§ Task to carry out
Among the records below, the line containing "Where can you find the wooden plank floor" marks the start. Output it and all lines after it exactly.

§ Natural-language object grounding data
• • • • •

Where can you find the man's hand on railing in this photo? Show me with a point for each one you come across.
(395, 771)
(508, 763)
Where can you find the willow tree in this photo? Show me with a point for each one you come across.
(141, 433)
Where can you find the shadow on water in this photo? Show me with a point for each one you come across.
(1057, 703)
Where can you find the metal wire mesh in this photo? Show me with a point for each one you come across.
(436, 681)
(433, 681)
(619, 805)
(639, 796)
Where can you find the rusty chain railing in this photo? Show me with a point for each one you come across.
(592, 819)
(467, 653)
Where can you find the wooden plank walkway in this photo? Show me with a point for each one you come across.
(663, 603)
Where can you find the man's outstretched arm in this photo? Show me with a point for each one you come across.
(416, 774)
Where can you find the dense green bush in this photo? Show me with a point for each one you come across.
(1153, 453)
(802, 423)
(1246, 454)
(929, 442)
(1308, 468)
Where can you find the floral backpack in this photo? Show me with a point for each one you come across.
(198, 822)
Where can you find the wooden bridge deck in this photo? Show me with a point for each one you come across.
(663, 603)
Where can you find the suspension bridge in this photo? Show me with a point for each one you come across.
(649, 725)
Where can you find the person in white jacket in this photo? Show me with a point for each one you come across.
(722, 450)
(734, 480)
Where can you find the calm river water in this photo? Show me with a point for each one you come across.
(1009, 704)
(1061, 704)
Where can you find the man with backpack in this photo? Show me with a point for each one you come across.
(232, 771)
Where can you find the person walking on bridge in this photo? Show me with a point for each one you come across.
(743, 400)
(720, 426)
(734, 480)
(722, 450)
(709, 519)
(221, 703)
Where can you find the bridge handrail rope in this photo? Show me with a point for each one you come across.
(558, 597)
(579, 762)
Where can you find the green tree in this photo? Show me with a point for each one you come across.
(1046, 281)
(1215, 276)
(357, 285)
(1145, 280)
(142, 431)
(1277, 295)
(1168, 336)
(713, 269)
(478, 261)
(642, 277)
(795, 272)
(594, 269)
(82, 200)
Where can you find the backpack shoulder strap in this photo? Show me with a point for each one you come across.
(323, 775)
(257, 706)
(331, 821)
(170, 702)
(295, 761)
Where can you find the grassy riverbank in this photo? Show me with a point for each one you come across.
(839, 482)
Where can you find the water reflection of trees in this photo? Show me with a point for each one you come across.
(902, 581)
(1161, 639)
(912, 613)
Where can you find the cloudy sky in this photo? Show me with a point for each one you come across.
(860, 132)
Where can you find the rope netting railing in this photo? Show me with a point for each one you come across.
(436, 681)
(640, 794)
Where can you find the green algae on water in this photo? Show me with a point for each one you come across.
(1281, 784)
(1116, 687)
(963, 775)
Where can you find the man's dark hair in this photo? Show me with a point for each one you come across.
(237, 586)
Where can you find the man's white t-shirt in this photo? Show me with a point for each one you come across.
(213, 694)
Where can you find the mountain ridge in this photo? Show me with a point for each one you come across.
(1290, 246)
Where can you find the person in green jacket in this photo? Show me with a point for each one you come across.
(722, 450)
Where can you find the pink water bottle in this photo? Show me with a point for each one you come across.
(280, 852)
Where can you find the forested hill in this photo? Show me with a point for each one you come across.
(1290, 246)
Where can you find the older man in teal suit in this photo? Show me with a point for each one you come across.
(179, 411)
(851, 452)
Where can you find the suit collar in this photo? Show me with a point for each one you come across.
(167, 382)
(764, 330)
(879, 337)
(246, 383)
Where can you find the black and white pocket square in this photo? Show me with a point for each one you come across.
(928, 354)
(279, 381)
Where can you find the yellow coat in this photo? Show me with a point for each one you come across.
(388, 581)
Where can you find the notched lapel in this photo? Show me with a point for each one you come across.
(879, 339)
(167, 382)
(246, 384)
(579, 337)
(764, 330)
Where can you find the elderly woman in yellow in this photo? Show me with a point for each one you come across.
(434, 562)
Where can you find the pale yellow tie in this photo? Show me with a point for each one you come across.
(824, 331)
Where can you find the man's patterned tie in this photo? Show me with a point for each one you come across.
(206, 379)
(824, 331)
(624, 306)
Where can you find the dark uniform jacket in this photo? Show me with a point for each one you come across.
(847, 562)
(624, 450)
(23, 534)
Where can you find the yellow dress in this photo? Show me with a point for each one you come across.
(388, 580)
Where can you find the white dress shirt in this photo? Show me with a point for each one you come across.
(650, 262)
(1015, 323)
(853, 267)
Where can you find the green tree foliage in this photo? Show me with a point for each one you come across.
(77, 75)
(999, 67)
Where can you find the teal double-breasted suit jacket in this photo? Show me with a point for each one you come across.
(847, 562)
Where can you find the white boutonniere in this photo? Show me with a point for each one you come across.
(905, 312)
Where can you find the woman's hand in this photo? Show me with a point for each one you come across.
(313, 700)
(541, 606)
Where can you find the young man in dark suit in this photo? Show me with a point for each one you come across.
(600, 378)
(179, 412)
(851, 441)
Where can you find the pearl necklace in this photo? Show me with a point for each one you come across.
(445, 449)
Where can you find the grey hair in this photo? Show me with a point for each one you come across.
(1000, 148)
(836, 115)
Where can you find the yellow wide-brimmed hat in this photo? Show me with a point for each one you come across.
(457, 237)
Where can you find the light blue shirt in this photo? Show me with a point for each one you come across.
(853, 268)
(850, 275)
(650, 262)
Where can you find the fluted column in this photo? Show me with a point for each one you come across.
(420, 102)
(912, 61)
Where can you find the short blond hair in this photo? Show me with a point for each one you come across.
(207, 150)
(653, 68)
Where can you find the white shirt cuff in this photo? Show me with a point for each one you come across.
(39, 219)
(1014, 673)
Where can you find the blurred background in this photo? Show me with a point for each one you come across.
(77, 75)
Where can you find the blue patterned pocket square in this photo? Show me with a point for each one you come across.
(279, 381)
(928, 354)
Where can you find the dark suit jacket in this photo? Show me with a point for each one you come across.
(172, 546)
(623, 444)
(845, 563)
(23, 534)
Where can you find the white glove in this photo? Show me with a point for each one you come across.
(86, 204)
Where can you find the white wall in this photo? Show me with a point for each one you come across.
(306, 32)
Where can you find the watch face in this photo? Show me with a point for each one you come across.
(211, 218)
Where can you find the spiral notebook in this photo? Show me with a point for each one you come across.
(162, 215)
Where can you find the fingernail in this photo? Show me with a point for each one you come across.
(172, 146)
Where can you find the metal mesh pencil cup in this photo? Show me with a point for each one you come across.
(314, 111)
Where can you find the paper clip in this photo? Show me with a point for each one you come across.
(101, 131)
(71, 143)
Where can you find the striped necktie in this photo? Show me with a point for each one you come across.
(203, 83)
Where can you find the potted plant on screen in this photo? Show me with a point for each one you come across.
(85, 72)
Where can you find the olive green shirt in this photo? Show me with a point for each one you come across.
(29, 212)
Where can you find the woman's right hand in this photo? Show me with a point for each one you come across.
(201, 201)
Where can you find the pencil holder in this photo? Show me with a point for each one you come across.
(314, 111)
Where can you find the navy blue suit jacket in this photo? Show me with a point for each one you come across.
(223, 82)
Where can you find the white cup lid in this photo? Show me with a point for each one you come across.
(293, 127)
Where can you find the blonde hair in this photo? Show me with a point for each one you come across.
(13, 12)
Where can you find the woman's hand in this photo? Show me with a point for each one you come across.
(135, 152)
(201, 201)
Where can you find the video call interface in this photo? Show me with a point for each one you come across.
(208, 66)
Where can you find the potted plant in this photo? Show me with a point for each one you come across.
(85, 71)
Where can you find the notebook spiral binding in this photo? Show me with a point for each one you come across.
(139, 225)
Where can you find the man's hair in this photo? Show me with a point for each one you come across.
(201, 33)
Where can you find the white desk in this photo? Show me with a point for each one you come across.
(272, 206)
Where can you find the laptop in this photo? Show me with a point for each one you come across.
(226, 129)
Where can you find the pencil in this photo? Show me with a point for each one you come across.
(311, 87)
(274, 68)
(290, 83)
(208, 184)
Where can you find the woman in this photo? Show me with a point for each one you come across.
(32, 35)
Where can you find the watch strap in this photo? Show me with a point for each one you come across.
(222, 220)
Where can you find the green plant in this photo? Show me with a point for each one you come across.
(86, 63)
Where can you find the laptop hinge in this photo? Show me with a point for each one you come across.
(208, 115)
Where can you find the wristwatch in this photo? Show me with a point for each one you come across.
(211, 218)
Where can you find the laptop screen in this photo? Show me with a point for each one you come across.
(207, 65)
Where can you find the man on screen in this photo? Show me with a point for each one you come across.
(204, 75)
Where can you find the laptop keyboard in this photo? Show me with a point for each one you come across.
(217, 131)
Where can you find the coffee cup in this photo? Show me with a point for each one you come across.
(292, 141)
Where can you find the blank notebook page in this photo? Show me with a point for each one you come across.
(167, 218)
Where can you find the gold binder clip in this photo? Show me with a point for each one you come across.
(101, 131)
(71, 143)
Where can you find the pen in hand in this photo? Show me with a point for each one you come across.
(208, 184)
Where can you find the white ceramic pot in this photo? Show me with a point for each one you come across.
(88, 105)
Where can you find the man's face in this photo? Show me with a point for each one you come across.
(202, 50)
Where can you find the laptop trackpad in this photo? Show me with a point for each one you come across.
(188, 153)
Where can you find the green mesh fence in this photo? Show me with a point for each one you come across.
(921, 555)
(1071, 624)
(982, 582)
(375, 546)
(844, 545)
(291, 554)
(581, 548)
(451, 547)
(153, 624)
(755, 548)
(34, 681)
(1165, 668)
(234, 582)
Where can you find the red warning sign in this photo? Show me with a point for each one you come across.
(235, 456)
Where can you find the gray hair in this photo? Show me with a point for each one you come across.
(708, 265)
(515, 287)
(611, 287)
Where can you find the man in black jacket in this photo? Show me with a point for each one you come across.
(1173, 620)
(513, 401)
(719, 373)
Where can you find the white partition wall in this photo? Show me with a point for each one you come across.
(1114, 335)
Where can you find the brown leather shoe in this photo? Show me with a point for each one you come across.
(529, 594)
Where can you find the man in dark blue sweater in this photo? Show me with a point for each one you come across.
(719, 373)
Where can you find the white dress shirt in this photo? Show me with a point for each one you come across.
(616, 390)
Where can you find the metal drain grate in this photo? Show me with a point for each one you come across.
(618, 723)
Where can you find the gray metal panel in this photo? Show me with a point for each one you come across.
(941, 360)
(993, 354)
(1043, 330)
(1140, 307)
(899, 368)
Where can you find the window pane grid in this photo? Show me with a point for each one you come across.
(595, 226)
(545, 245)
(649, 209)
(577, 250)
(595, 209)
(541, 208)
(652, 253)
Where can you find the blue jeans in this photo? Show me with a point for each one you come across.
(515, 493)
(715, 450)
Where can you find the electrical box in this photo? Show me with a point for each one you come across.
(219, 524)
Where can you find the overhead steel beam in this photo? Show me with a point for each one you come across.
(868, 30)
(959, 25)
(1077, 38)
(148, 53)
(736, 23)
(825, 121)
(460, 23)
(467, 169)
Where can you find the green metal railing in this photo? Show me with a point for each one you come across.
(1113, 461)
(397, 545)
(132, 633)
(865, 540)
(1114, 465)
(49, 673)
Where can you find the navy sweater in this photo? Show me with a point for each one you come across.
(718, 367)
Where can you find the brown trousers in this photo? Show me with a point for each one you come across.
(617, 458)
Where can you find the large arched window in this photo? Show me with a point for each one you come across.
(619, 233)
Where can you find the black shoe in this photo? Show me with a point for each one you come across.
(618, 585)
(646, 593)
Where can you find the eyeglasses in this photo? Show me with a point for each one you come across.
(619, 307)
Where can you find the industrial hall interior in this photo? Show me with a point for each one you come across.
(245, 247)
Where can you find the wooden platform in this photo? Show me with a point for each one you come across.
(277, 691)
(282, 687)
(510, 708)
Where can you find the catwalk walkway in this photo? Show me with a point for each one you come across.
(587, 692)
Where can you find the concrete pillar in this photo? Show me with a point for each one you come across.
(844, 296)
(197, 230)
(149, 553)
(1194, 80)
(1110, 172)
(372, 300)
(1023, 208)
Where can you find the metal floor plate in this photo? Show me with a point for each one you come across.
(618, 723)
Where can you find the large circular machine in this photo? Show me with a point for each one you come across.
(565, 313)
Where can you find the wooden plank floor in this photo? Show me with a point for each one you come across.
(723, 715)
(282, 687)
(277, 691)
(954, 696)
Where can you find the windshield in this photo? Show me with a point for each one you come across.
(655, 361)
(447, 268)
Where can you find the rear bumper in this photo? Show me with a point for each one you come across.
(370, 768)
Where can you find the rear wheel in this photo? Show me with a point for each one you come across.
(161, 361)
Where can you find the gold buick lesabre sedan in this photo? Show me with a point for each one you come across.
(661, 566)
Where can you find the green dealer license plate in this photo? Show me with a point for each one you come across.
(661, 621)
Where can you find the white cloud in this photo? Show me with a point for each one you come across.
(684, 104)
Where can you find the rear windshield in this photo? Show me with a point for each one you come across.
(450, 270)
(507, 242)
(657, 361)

• • • • •

§ Answer to this task
Where can you find the wooden plank floor in this photo? Show me with a point for each one you come across.
(723, 715)
(282, 687)
(277, 691)
(954, 696)
Where can you find the windshield in this photo? Show me with a point for each one you come across.
(655, 361)
(447, 268)
Where can you find the rear bumper in this photo? Show me with a point for each one you come across.
(370, 768)
Where can you find the rear wheel in this photo? Show me with a point for each one you come across.
(161, 361)
Where can you find the gold buick lesabre sedan in this photo? Show me with a point for each one you come across.
(661, 566)
Where can you find the green dealer license plate in this photo? Show me with a point for each one you come across.
(661, 621)
Where can you find the white cloud in this photo? Show me with a point for each one you come across.
(684, 104)
Where can you find the rear windshield in this photo? Show me with a point for each one you come across.
(450, 270)
(507, 242)
(657, 361)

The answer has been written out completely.